**Task:** Can you pull out every line in the material below that contains the word "fence" and copy each one unchanged?
..............................
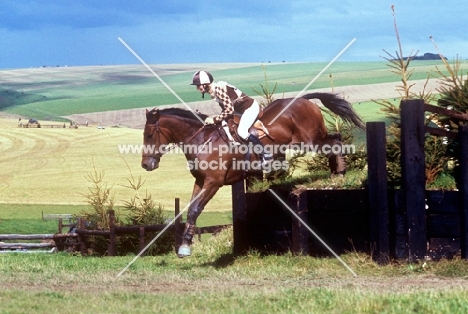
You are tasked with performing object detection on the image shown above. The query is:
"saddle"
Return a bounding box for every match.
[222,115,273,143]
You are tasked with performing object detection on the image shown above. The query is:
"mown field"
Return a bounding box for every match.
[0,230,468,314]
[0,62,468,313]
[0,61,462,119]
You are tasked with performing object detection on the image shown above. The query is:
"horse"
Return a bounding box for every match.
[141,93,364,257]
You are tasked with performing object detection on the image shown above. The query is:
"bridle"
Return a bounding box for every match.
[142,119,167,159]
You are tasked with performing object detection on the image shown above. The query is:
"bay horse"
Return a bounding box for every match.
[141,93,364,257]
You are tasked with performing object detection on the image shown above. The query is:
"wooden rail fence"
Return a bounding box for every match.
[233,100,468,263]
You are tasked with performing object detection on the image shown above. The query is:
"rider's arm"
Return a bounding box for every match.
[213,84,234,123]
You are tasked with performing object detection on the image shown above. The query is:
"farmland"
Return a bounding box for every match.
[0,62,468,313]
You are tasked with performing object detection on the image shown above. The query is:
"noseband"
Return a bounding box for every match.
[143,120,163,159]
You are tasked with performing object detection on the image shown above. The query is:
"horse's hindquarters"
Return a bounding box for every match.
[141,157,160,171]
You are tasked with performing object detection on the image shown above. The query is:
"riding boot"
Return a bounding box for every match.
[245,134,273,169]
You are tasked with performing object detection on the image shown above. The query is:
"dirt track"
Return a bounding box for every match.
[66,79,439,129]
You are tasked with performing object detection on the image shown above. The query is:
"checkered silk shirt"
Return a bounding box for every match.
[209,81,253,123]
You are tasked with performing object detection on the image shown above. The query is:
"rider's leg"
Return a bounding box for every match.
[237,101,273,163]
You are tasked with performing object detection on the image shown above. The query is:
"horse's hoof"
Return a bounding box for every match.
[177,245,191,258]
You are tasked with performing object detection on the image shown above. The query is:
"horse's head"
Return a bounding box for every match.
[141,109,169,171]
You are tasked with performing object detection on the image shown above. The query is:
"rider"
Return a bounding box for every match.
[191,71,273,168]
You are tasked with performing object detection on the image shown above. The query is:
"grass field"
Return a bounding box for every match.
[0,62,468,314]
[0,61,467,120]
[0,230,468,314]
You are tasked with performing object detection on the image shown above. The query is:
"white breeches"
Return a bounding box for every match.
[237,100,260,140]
..............................
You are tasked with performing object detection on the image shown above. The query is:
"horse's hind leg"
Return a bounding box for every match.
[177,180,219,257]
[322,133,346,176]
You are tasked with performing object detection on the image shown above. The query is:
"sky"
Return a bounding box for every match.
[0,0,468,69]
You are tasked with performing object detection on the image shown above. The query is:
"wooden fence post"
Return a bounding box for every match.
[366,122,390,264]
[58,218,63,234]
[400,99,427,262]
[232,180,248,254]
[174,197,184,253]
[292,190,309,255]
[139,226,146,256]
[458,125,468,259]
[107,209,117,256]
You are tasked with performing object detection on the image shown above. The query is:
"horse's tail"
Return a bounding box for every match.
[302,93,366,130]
..............................
**Solution below:**
"wooden rail fence"
"wooden fence post"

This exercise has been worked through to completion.